• **Instruções de trabalho**:
- a) Reproduza todo o trecho da entrevista com Juliani Arimura desde "Mais do que" até "torno de 10%.", trocando "FSSC 22000" por "ISO 22000".
- b) Prossiga a redação da entrevista com Juliani Arimura a partir do ponto em que o texto termina.

• **Texto extraído**:
_____

Entrevista com Juliani Arimura - Representante LATAM da Foundation FSSC
- Gisele Mutti Capiotto

- 29 de set.
- 6 min de leitura
Com muita gratidão, realizo hoje uma entrevista com Juliani Arimura, Representante LATAM da Foundation FSSC desde dezembro de 2023. Profissional extremamente competente e especialista em certificação de sistemas de gestão, Juliani tem ampla experiência com foco em segurança de alimentos e qualidade.
Sua trajetória inclui atuação como Gerente de Food & Beverage na DNV e Technical Manager na SGS do Brasil. É Engenheira de Alimentos formada pela Universidade Estadual de Campinas (UNICAMP), possui mestrado em Higiene e Legislação de Alimentos e um MBA em Gestão Estratégica e Econômica de Negócios pela Fundação Getúlio Vargas, além de diversas outras qualificações que fortalecem sua expertise.
Mais do que uma profissional altamente capacitada, Juliani é reconhecida por sua disponibilidade e acolhimento, sempre pronta para apoiar as diversas demandas relacionadas à FSSC e contribuir com o desenvolvimento do setor.
Perguntas
Cenário no Brasil
Gisele Mutti Capiotto: Juliani, para começarmos, como você avalia o crescimento do número de empresas certificadas pela FSSC 22000 no Brasil nos últimos anos?
Juliani Arimura: O crescimento do número de empresas certificadas pela FSSC 22000 no Brasil tem sido consistente e bastante expressivo nos últimos anos. Em 2023, o aumento foi de 13,7%, e em 2024, de 8%, o que representa uma média de crescimento anual em torno de 10%.

_____

• **Extrato de dados**:
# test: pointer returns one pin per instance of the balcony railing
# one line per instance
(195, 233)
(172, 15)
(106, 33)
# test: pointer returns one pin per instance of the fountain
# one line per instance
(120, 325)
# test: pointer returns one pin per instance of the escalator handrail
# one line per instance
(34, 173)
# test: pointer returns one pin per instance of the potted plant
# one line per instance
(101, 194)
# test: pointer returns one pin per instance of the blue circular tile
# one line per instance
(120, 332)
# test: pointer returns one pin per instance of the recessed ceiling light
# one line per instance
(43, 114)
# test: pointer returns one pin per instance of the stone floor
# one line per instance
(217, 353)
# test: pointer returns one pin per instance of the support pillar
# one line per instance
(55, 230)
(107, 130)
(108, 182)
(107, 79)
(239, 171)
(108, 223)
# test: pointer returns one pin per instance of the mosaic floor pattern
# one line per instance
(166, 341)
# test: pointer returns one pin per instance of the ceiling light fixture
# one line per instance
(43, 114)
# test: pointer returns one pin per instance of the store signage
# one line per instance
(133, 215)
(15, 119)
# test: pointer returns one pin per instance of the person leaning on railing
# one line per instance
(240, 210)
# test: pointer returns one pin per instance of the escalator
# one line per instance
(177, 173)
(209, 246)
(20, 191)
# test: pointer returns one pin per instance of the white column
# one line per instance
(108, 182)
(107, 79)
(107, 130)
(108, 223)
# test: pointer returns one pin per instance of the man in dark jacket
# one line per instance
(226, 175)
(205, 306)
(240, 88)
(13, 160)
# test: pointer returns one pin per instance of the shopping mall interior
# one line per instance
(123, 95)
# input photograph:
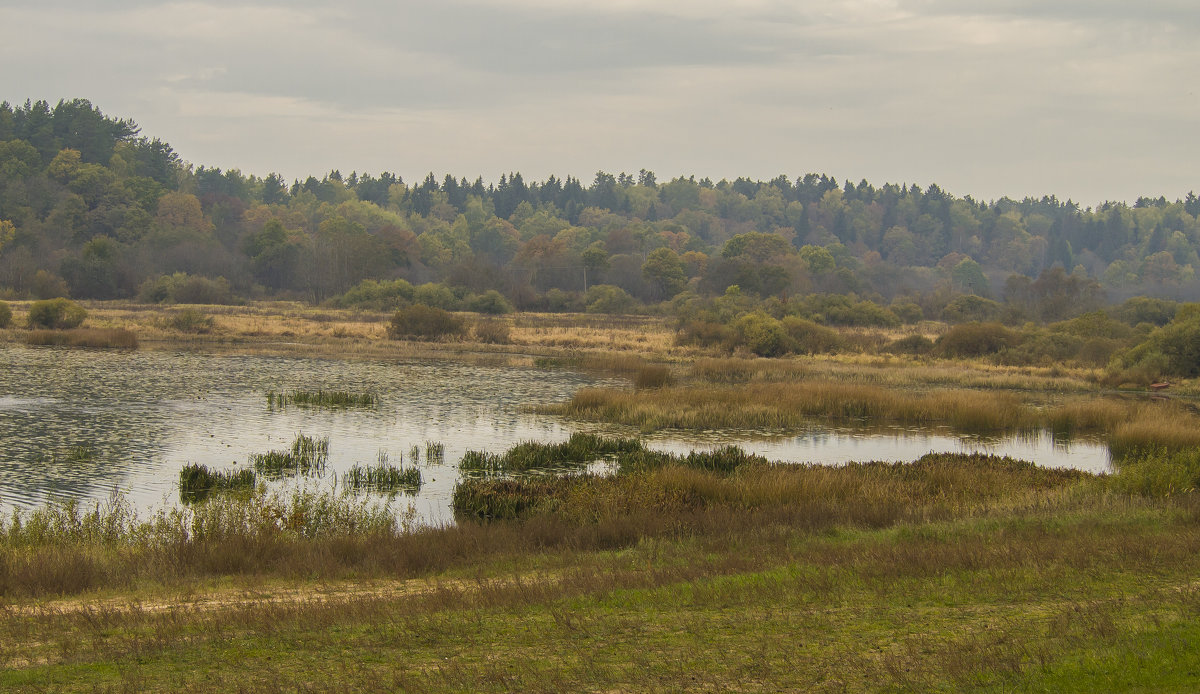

_____

• **Respostas apresentadas**:
- a)
Mais do que uma profissional altamente capacitada, Juliani é reconhecida por sua disponibilidade e acolhimento, sempre pronta para apoiar as diversas demandas relacionadas à FSSC e contribuir com o desenvolvimento do setor.
Perguntas
Cenário no Brasil
Gisele Mutti Capiotto: Juliani, para começarmos, como você avalia o crescimento do número de empresas certificadas pela ISO 22000 no Brasil nos últimos anos?
Juliani Arimura: O crescimento do número de empresas certificadas pela ISO 22000 no Brasil tem sido consistente e bastante expressivo nos últimos anos. Em 2023, o aumento foi de 13,7%, e em 2024, de 8%, o que representa uma média de crescimento anual em torno de 10%.

- b)
Esse ritmo demonstra não apenas o fortalecimento da busca por esquemas de segurança de alimentos no país, mas também o reconhecimento da certificação como uma ferramenta estratégica para atender às exigências de clientes, varejistas e mercados internacionais.
Cenário no Mundo
Gisele Mutti Capiotto: E quanto à evolução da certificação em número absoluto, considerando a totalidade das empresas certificadas ao redor do mundo?
Juliani Arimura: Em termos absolutos, a certificação FSSC 22000 tem alcançado uma presença significativa ao redor do mundo, com mais de 39.000 certificados emitidos globalmente. Desses, apenas 828 pertencem a organizações brasileiras, o que ainda representa um número modesto diante da dimensão e do potencial da nossa indústria de alimentos e bebidas.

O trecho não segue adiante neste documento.